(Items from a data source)
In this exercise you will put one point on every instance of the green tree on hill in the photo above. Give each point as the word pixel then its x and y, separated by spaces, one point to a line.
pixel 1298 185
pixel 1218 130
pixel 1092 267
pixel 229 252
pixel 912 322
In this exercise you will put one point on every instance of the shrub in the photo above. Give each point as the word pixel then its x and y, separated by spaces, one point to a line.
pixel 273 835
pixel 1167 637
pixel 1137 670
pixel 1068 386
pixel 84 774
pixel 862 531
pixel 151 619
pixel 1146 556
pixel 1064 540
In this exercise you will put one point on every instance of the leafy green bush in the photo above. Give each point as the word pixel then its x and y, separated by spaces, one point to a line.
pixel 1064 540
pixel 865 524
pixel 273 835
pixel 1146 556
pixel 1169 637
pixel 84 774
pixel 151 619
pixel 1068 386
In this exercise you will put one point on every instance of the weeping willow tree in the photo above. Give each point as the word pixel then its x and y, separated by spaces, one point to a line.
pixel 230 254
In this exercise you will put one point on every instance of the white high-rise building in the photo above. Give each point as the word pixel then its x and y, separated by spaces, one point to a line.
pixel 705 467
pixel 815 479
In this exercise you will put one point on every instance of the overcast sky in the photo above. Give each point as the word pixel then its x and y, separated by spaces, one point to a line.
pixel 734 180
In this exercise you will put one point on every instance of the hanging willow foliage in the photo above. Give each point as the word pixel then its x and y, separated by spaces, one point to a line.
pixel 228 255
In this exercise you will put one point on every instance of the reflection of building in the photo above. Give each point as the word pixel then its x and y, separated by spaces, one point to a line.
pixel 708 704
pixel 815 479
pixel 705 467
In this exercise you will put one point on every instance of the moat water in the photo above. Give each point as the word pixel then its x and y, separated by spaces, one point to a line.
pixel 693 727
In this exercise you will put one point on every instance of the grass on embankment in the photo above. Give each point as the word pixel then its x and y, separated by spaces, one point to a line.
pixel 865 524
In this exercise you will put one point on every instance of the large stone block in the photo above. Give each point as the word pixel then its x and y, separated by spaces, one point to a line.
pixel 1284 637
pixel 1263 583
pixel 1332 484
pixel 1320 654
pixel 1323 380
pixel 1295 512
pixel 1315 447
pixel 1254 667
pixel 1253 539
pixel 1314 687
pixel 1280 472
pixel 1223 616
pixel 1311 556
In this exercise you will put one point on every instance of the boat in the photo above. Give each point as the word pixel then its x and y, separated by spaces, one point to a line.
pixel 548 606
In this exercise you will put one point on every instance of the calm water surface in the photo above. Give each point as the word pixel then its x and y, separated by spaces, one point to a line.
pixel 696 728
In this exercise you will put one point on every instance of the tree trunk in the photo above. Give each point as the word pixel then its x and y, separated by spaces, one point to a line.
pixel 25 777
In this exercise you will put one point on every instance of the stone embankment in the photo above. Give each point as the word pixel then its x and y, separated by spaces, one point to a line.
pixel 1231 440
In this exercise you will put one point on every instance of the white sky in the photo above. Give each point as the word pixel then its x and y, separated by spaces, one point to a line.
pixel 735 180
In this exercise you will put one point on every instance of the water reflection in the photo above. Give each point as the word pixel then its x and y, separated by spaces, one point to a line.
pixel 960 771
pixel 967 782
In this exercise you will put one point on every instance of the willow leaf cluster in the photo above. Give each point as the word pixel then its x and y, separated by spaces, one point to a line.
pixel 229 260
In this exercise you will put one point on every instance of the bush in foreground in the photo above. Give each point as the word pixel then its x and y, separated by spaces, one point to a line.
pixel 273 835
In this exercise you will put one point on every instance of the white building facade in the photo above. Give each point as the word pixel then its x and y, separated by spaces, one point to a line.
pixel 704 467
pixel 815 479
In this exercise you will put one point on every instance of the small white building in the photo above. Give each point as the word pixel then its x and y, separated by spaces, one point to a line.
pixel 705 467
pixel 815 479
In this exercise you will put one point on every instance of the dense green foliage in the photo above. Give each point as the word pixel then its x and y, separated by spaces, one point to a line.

▶ _Short problem_:
Please rewrite all the rows above with every "exercise" changed to "task", leaving everything else as it is.

▶ _Complete answer_:
In this task you will put one point on every instance of the green tree on hill in the photo above. Give each point as the word pixel then its x and y, separated by spaces, one point to a line.
pixel 1298 185
pixel 1218 130
pixel 1092 267
pixel 229 252
pixel 912 322
In this task you will put one point on every instance of the shrub in the photo above. Give each point as the word pixel then its x and y, separated by spaces, one point to a line.
pixel 273 835
pixel 1167 637
pixel 1137 670
pixel 1068 386
pixel 84 774
pixel 862 531
pixel 151 619
pixel 1146 556
pixel 1064 540
In this task you will put one point on every instance of the leafy green bush in the photo above. Give each point as the word pixel then its x and y, separated by spaces, one point to a line.
pixel 1064 540
pixel 865 524
pixel 273 835
pixel 1146 556
pixel 1169 637
pixel 84 774
pixel 151 619
pixel 1068 386
In this task you will put one point on every instance of the weeping willow tree in the photo above. Give each point as the word pixel then its x and y, separated by spaces, one point to a line.
pixel 230 254
In this task you will put one point on every instance of the white high-rise building in the photo above. Give each point as the word pixel then its x and y, separated by spaces, one point to a line.
pixel 705 467
pixel 815 479
In this task you will put one point on every instance of the overcast sky in the photo above. Give each point as the word pixel then its x and y, separated by spaces, one point to a line.
pixel 734 180
In this task you will put one point on every instance of the hanging willow foliage in the photo above. Give each point as the word pixel then its x and y, separated by spaces, one point to a line.
pixel 228 255
In this task you will put one point on every instance of the reflection of building in the photo above. Give each point as the word pixel then its x and y, separated by spaces, one point to a line.
pixel 708 704
pixel 815 479
pixel 705 467
In this task you will put one point on every instance of the moat water in the photo above. Give each point as the word pixel then its x and y, separated by spaces, one point to a line.
pixel 693 727
In this task you will put one point on every instance of the grass on embankment in the photo above. Give each point as the word pixel then its x and y, separated by spaces, one point to a line.
pixel 865 524
In this task you will put one point on every instance of the large stone block in the photo above. Give each point as the word pixel then its x and y, separated by spaces, one point to a line.
pixel 1284 637
pixel 1263 583
pixel 1332 484
pixel 1320 654
pixel 1323 380
pixel 1295 512
pixel 1315 447
pixel 1254 667
pixel 1253 539
pixel 1314 687
pixel 1280 472
pixel 1223 616
pixel 1311 556
In this task you will put one point on every instance of the boat in the photo above. Give each point as the word pixel then its x and y, separated by spaces, one point to a line.
pixel 548 606
In this task you will put one point on every instance of the calm water surface in the photo above. Give each point as the word pixel then its x and y, separated by spaces, one point to a line.
pixel 696 728
In this task you will put one point on every instance of the tree trunk in the photo above. Give each point as the word pixel then its x and y, separated by spaces, one point to a line.
pixel 25 777
In this task you will put one point on every instance of the stone embankment in the photo above. Give each point as the word pixel then its x and y, separated by spaces, one point to a line.
pixel 1231 440
In this task you will put one point on every instance of the white sky in the photo above. Give each point as the word pixel then its x and y, separated by spaces, one point to a line.
pixel 735 180
In this task you will put one point on every instance of the water reflection in the photo above. Give each point as the word pixel then its x and y, separated by spaces, one point to a line.
pixel 960 771
pixel 967 782
In this task you will put one point on every instance of the willow leaf cluster in the photo above. Give each point as the word pixel then its x and y, separated by spaces, one point to a line.
pixel 229 260
In this task you will put one point on every instance of the bush in foreground in the photo above. Give each point as the word pixel then its x and y, separated by spaces, one point to a line.
pixel 273 835
In this task you will put one point on every instance of the white building facade in the photo above. Give each point as the word pixel then its x and y, separated by spaces, one point to a line.
pixel 704 467
pixel 815 479
In this task you will put one point on every instance of the small white building in the photo above. Give each point as the word pixel then its x and y, separated by spaces, one point to a line.
pixel 705 467
pixel 815 479
In this task you will put one point on every instance of the dense green foliage in the photo above. Give each point as the word pixel then its x and y, separated by spaces, one point to a line.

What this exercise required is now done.